* **SELECTED EXCERPT**:
• • • •

Ultimately, though, the 2017 French elections were a battle of values.[17] In Spring 2017, Le Pen was rising in the polls, and the Parti socialiste was badly damaged by distaste for Hollande. It is unsurprising that most left-leaning votes went to Macron as the alternative to destabilisation. But Macron courted the right, too, with his Jeanne d’Arc speech in Rouen, which invoked an appealing narrative of one person’s crusade from the provinces to the Champs-Elysées, in order to save the country.[18]

The one thing everyone agreed on, it seems, was the need for change (80% in a Liberation/ViaVoice poll noted support for “a strong and clear cut from the politics of the last years”).[19] Le Pen and Mélenchon were both politicians who argued for large-scale shake-ups but Macron was the one who argued for change in a “constructive” manner – not to revert to a non-globalised former world, but to change the world as it was.[20]

Modern marketing to suit modern politics

Perhaps to underline that he wanted no part in the staid traditional political fights, Macron avoided reacting to the other candidates. For any negative campaigning deemed necessary, “Team Macron” took over.[21] Instead, Emmanuel Macron chose to speak directly to voters over the internet and far from traditional outlet intermediaries. His campaign announcement took place at a community meeting, not, as usual, a press conference.[22] This was complemented by a personal blog post.[23] French law bans paid advertising, but Facebook pages offered a free way to reach plenty of people. Discussions were live-streamed and long adverts posted.[24]

Technology offered a divide-and-conquer approach to the En Marche campaign. Whilst the younger generations were being reached via social media sites, En Marche used the three minutes of television time given by electoral regulations in the last two weeks to talk to the older public who still watch.[25] Meanwhile, Sunday Lunch Times Initiatives were created to educate younger supporters about political issues in order to talk about them at home. Some even included scripts.[26]

The prongs of attack were endless: for the apolitical, Macron gave interviews to gossip magazines and local newspapers in efforts to reach them.[27]


Despite an unprecedented rise, and a majority in the National Assembly, Macron continues to battle on all fronts, whilst opinion polls indicate an unfavourable turn in public attitude. This is an inevitable readjustment in which the Macronist river is simply returning to its normal, gently flowing level.

• • • •

[Annotation dataset entries]

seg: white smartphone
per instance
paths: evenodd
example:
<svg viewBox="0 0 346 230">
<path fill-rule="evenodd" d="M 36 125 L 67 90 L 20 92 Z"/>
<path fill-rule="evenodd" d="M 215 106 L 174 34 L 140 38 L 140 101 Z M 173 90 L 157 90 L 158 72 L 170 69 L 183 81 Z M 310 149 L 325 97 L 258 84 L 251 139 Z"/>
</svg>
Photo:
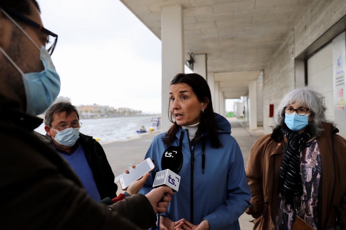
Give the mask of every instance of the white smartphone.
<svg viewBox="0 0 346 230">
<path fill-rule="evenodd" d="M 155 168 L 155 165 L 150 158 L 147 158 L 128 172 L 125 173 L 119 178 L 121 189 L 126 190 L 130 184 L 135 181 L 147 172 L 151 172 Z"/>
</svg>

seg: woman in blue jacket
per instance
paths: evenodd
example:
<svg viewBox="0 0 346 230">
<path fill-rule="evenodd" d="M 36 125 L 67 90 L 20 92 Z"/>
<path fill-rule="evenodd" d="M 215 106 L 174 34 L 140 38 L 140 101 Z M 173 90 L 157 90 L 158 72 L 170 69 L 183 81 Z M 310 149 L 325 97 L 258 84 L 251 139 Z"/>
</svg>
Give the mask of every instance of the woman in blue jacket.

• • • •

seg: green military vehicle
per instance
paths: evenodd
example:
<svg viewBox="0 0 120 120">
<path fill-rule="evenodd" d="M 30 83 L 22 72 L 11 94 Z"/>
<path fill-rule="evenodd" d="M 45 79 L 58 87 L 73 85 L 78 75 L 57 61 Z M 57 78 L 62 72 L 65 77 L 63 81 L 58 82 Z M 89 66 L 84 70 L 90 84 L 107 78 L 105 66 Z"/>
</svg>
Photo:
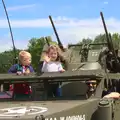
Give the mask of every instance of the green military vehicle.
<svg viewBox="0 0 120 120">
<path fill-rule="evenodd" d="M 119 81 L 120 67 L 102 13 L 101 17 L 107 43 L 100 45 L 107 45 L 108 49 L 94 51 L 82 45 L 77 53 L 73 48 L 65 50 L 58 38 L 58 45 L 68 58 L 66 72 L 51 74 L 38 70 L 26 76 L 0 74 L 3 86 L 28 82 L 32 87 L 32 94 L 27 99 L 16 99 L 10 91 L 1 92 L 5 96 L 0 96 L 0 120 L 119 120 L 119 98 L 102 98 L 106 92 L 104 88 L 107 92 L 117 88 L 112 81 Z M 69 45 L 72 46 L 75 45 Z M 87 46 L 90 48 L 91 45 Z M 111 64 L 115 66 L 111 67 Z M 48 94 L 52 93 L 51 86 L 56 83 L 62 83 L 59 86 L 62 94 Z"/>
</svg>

• • • •

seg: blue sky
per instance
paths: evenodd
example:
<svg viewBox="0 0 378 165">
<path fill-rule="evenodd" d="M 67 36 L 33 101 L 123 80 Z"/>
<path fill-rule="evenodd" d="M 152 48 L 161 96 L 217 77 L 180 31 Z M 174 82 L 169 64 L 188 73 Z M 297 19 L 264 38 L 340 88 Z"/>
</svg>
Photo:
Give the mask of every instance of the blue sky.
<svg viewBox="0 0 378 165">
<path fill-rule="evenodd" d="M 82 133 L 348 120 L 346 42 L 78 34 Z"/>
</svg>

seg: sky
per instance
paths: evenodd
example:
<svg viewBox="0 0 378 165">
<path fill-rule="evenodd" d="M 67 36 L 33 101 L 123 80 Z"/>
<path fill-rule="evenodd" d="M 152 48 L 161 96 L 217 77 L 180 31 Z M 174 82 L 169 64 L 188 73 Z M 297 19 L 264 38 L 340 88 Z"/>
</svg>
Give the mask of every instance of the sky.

• • • •

* **SHORT PROBLEM**: Please write out the passage on Macron's 2017 campaign word for word, starting at "Despite an unprecedented" and ending at "gently flowing level.".

* **RESPONSE TO THE TASK**:
Despite an unprecedented rise, and a majority in the National Assembly, Macron continues to battle on all fronts, whilst opinion polls indicate an unfavourable turn in public attitude. This is an inevitable readjustment in which the Macronist river is simply returning to its normal, gently flowing level.